● **WHAT THE EXERCISE ASKS**
Rewrite the data starting at the line containing "of the rough" and ending at the line containing "pixel 802 220", substituting "occurrence" for every "instance" and leaving everything else unchanged. Leave the pictures out of your output.

● **DATA FOR THIS TASK**
BEGIN

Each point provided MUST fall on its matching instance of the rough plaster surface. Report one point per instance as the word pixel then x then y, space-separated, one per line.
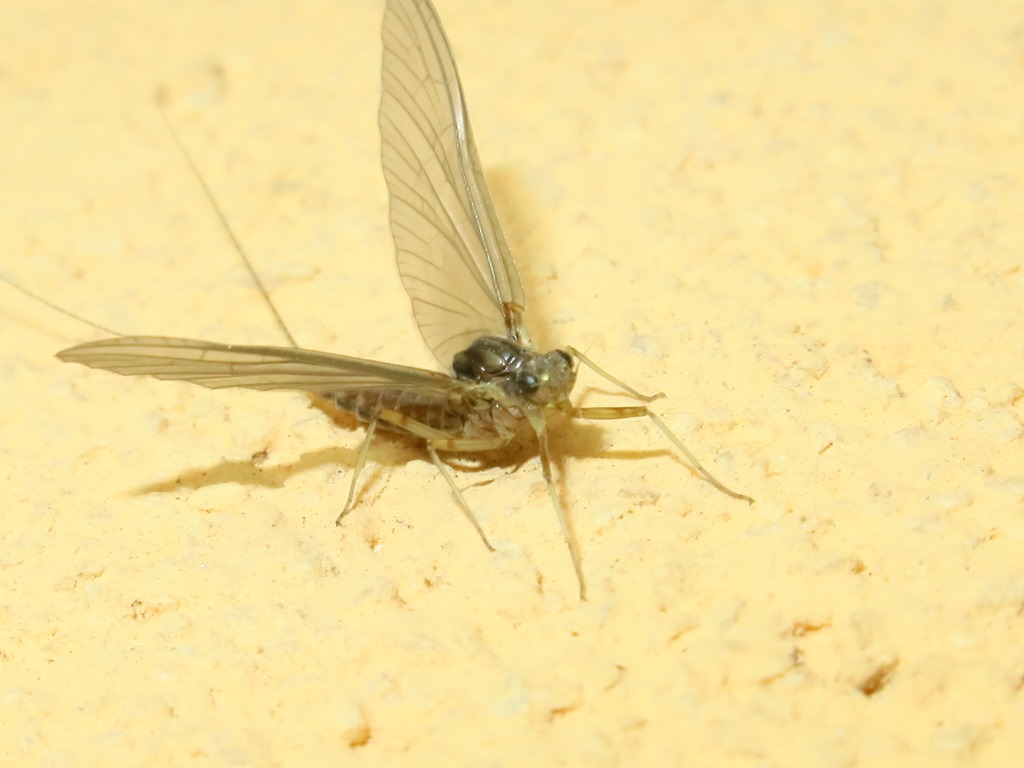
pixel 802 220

END
BEGIN

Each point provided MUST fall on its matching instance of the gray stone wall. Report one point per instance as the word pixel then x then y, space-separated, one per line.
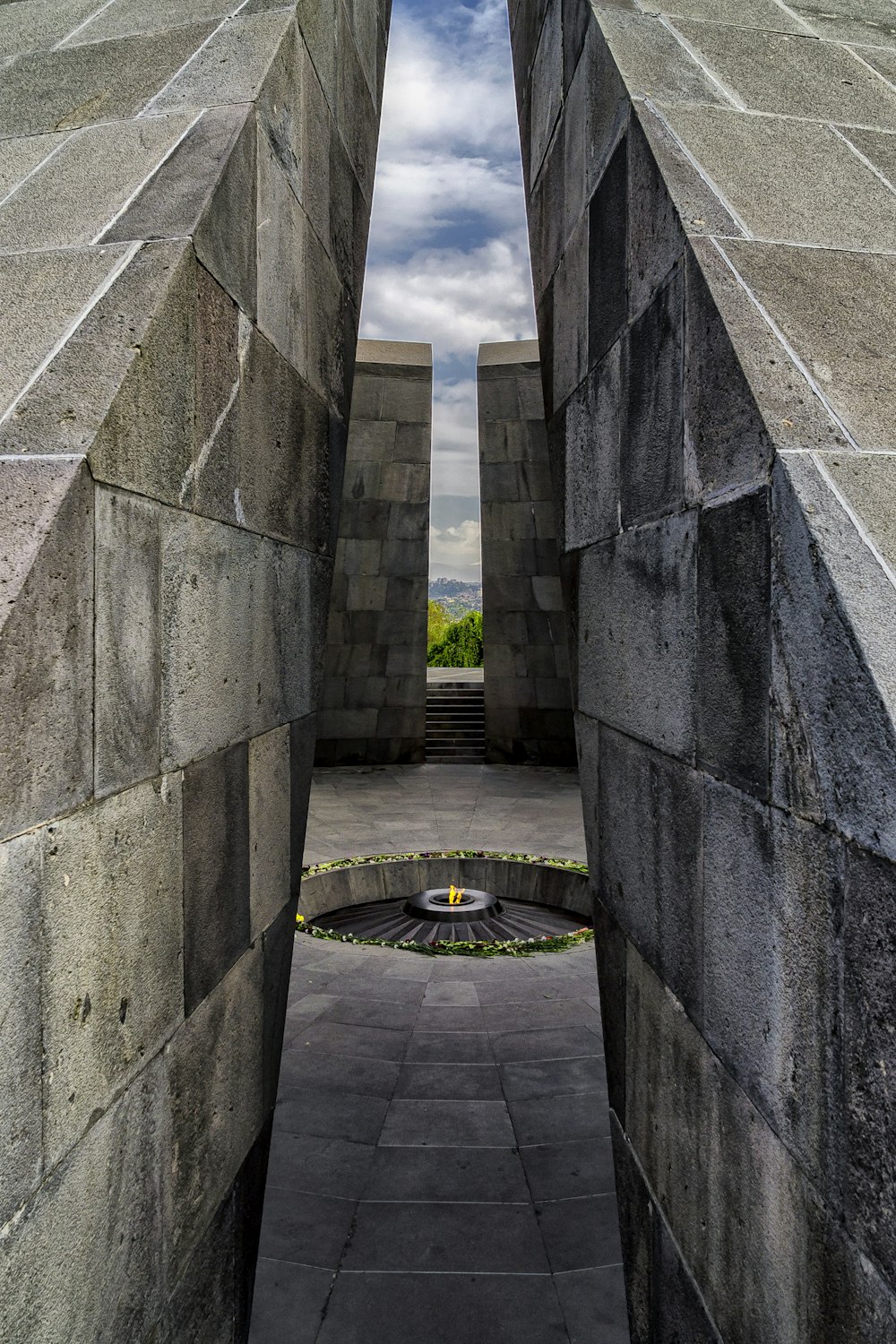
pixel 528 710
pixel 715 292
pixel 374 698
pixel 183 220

END

● **SOLUTION BELOW**
Each point provided MUST fall on its matching occurrence of the rough plaster surface. Report one point per occurrence as the word pixel then x then y, space-separated, one per line.
pixel 802 220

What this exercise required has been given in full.